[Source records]
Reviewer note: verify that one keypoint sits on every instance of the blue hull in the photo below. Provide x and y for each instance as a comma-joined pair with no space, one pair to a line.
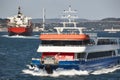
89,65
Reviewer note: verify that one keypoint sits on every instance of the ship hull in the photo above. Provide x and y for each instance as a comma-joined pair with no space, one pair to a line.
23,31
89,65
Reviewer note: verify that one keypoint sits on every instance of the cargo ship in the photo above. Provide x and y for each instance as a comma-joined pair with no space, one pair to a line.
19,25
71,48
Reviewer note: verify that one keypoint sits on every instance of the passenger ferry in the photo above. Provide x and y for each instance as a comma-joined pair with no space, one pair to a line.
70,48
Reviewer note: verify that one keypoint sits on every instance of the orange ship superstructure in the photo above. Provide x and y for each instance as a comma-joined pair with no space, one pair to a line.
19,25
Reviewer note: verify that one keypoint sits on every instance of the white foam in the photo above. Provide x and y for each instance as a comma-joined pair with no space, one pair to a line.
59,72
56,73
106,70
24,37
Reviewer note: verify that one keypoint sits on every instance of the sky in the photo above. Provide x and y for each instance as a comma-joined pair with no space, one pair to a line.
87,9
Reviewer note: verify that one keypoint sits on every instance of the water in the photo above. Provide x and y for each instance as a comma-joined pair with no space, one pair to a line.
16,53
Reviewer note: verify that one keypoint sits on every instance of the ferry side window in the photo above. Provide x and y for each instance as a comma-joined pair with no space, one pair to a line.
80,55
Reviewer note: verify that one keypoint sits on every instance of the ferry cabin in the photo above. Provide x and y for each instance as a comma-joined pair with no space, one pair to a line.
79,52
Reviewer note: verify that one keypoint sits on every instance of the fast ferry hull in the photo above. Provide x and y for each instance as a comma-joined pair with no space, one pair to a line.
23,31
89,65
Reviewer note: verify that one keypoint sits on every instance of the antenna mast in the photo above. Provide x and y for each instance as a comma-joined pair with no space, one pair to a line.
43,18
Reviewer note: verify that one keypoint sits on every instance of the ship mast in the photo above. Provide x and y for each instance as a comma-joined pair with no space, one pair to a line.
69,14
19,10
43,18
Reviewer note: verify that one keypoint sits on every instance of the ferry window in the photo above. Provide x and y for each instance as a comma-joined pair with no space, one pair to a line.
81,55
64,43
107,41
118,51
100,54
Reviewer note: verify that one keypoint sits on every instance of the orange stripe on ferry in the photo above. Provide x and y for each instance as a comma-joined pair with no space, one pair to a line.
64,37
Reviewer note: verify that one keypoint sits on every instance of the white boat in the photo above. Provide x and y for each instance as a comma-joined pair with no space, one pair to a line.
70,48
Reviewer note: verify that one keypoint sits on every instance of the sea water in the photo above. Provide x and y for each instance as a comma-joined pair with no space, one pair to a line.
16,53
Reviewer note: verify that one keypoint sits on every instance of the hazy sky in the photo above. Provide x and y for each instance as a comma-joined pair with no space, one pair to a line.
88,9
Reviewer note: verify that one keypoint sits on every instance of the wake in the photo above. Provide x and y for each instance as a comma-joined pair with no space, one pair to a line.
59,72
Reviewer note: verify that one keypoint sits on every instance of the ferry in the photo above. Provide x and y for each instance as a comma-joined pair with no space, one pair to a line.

→ The problem: Reproduce only the lines running from the one with "the ferry cabin" through the final line of the listing above, both ends included.

→ Result for this task:
Reviewer note: verify that one keypoint sits on every instance of the ferry cabin in the photo above. Provide x and y for each instance as a comma-joined pair with no space, one pair to a line.
79,52
Reviewer note: verify that one keypoint sits on every instance of the fast ferry hull in the photo above. Provide x and y for each instance as a comma-joined pair with no space, one pair to a line.
23,31
89,65
Reviewer note: verify that one keypoint sits on every instance of the antenna mast in the photo above. Provide x and y for each instance as a comma-joined pair with no space, one pair to a line.
43,18
Reviewer note: verify that one keypoint sits on every instance of the ship mast in the photo above. Provide x and y for each instance as a comma-joined pair with no space, one pair to a line.
69,14
19,10
43,18
Reviewer note: verify that one keypoint sits on every instance of the ferry window in the photo above. Provide x and y for each instance as a comma-joined pair with no space, one pair to a line.
81,55
64,43
107,41
118,51
100,54
Reviewer note: verify that one keypoint sits on every instance of the orange stripe on ferry in the photo above. Provide x and y for each instance as a comma-joined pair with no space, one pair to a line.
64,37
Reviewer note: verify that one keypoint sits on every instance of the white boat in the photo above. Provide x and y for each instance as a comma-joined pair with no space, one pair to a line.
70,48
Reviewer note: verify that one keypoint sits on every instance of the sea water in the photo above. Provide x and y for each instance as a comma-joined pair with no space, one pair to a line.
16,53
Reviewer note: verify that one keypoint sits on every instance of the hazy sky in the photo above. Provide x and y for each instance as a comma-joined pair with no space, one pair to a line.
88,9
Reviewer note: verify that one keypoint sits on every instance of the wake in the photo above. Provide x and y for each instance as a comma-joined pair with no space, one pair to a line.
59,72
Reviewer note: verify that one keypoint sits on every instance of the ferry in the photo above. Provide x and y for each instance as a comma-joined pair with no space, one pair to a line.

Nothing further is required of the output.